DESCRIPTION OF THE TASK —
Pick up the write-up on making GitLab's issue rebalancing state work with Redis Cluster where it stops, and keep writing it.

PROVIDED PASSAGE —
◆ ◆ ◆ ◆ ◆
Update Gitlab::Issues::Rebalancing::State to be compatible with Redis Cluster

Problem

Originating issue: gitlab-com/gl-infra/scalability#2193 (comment 1447544432)

Gitlab::Issues::Rebalancing::State performs transactions using cross-slot keys which needs to be updated to support the migration of shared-state workload into Redis Cluster.

Methods affected

cleanup_cache -- delete keys and remove an item from a set
refresh_keys_expiration -- update TTL of a few keys

The difficulty lies in the use of multi or transactions to enable rollback on any server-side failures.

Proposals

The two initial ideas to achieve compatibility with Redis Cluster without overhauling Gitlab::Issues::Rebalancing::State are:

Lax the requirements by using pipeline instead of multi
Use hash-tags around the redis key prefix so that all keys are in the same key slot

Using hash-tags around unique identifiers like root_namespace.id will not work as there are keys without unique ids in the transactions. Such keys are the CONCURRENT_RUNNING_REBALANCES_KEY Redis Set and recently_finished_key which uses the container id (project or namespace).

Option 1 of dropping the use of multi does not seem like a good idea.

Option 2 of using hash-tags to force all rebalancing state keys into 1 key slot will work but that could skew workload on a node. But looking at the logs for Issues::RebalancingWorker and the current max of 5 rebalances, I think this could work out.

Proposed implementation of option 2

Due to difficulties with handling rollbacks, we are opting for option 1.

Click to expand

The sole caller of Gitlab::Issues::Rebalancing::State is the Issues::RelativePositionRebalancingService which is idempotent and does not change the ordering of issues (it "spreads it out and shifts it "left" towards the negative region).

As the rebalancing starts from the smallest id, it can be interrupted without affecting the ordering of issues. If this assumption holds, we could change the key prefix to include hashtags and deploy. There could be two situations

No ongoing rebalancing during rollout: this is the best-case scenario since the next rebalancing job will use the new key prefix and no migration needs to be done.
There is an ongoing job that gets interrupted since the sidekiq pods are terminated. The job gets retried on a new pod and the existing rebalance details for said job are migrated. The job resumes on the new pod.

On deployment rollbacks

If a deployment is rolled back, the sidekiq pods (before the change MR) will not find any running jobs since all running jobs are in the new namespace with hashtags. The keys will remain in the Redis for up to 10 days since that is the TTL it sets.

On the subsequent deployments, the jobs will be unstuck by a cron run of reschedule_stuck_issue_rebalances_worker.

Concerns

if the rollback interrupts a job and lasts for an extended period of time, the ordering of issues for the group will be blocked until it is resumed (in a new deployment).

Other considered options

a post-deployment migration could be performed to migrate the keys from the older namespace to the new namespace but the blocking of issues ordering in that window is undesirable.
Introduce a cronjob to run the migration from the old namespace to the new namespace, instead of running it in the new worker. This seems excessive as we only need the migration to happen once.
◆ ◆ ◆ ◆ ◆
DATASET EXTRACT —
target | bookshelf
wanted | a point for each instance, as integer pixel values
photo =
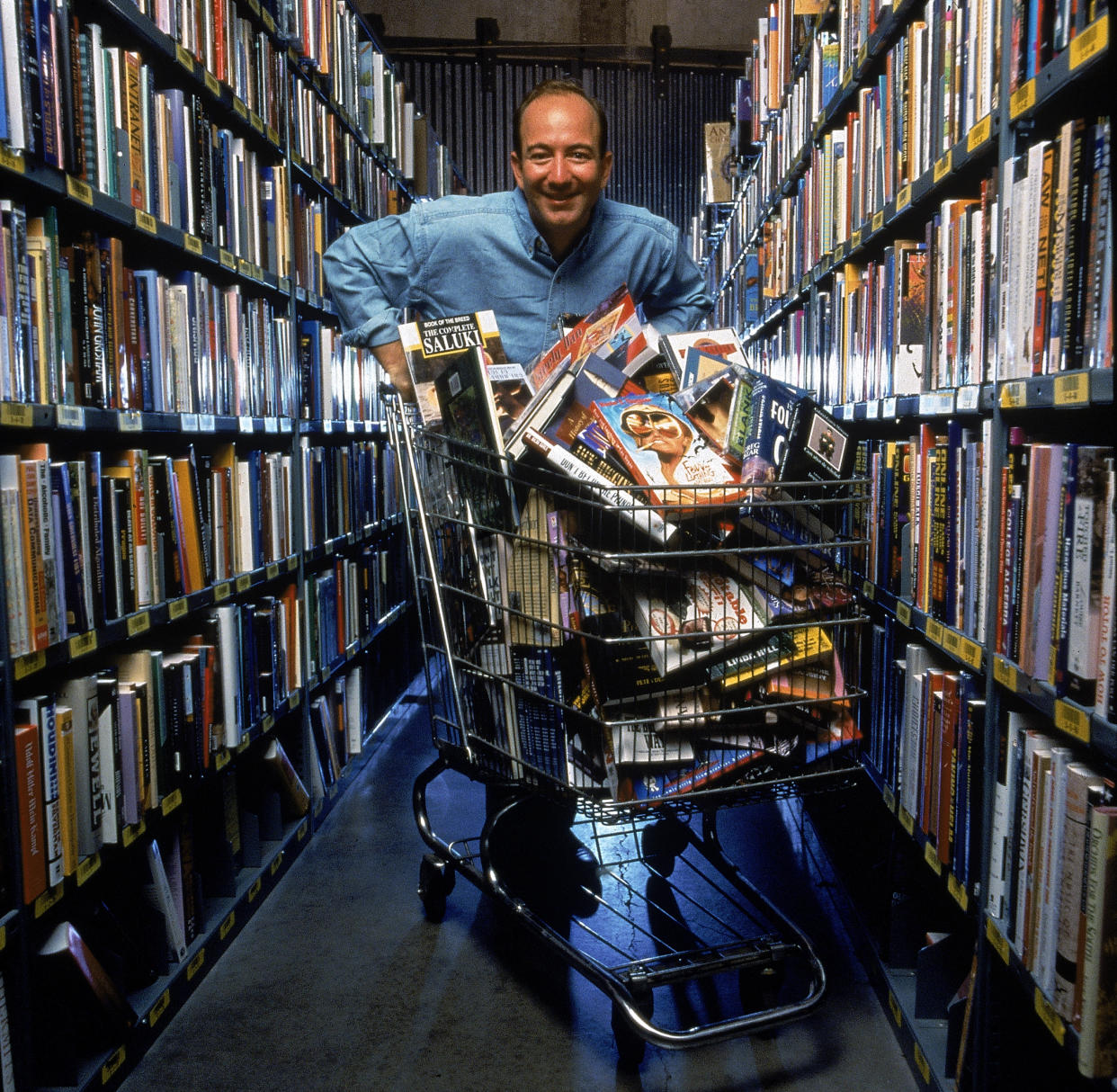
(922, 234)
(204, 590)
◆ ◆ ◆ ◆ ◆
TASK ANSWER —
Proposed implementation for option 1

cleanup_cache method can be simplified and reordered such that any failure would lead to a safe state: either re-run in full or a no-op.

Why current_project_key got removed:

current_project_key should be empty by the time it reaches the cleanup step since a remove is run in preload_issues. If it is not empty, get_issues_id would trigger a preload_issues.

Why are the rest of the key cleanup reordered in this manner?

We want to ensure any errors raised in the cleanup_cache method will not result in an invalid state. When the error is raised, the sidekiq job fails and retries.

The keys are ordered in increasing order of importance to ensure that a job retry does not create an invalid state (we either pass through or retry). Without a transaction, we would assume that each Redis command could raise an error. Note that this ordering is important

Looking at the proposed cleanup logic

redis.srem?(CONCURRENT_RUNNING_REBALANCES_KEY, value) # doesnt matter since it will still run

redis.del(issue_ids_key) # if issue ids get deleted and job reruns, it just preloads again

redis.del(current_index_key) # last to delete since it rebalannces

redis.set(self.class.recently_finished_key(rebalanced_container_type, rebalanced_container_id), true, ex: 1.hour)

If the srem? fails to remove the key from CONCURRENT_RUNNING_REBALANCES_KEY set, the sidekiq job will retry, preload the sorted set and it will break out of the loop immediately (since get_issue_ids would return an empty list).

Failing on issue_ids_key deletion would mean that if the job was resumed/retried, the preload_issue_ids will fill the zset and the job will break out of the loop immediately too (since current_index_key points to the last index).

Failing on current_index_key deletion would mean that if the job was resumed/retried: 1. preload_issue_ids would fill the set again. 2. the loop would break since current_index_key points to the last index 3. cleanup_cache would rerun

Failing on setting recently_finished_key would mean that if the job was resumed/retried, the job is rerun from scratch (index 0).

I'm working with the assumption that rerunning a job is safe but we would prefer not to. Since https://gitlab.com/gitlab-org/gitlab/-/blob/0dc78611ad928d7673a8ff4b6dcb63b506ec19d0/spec/services/issues/relative_position_rebalancing_service_spec.rb#L66 tests for its idempotency.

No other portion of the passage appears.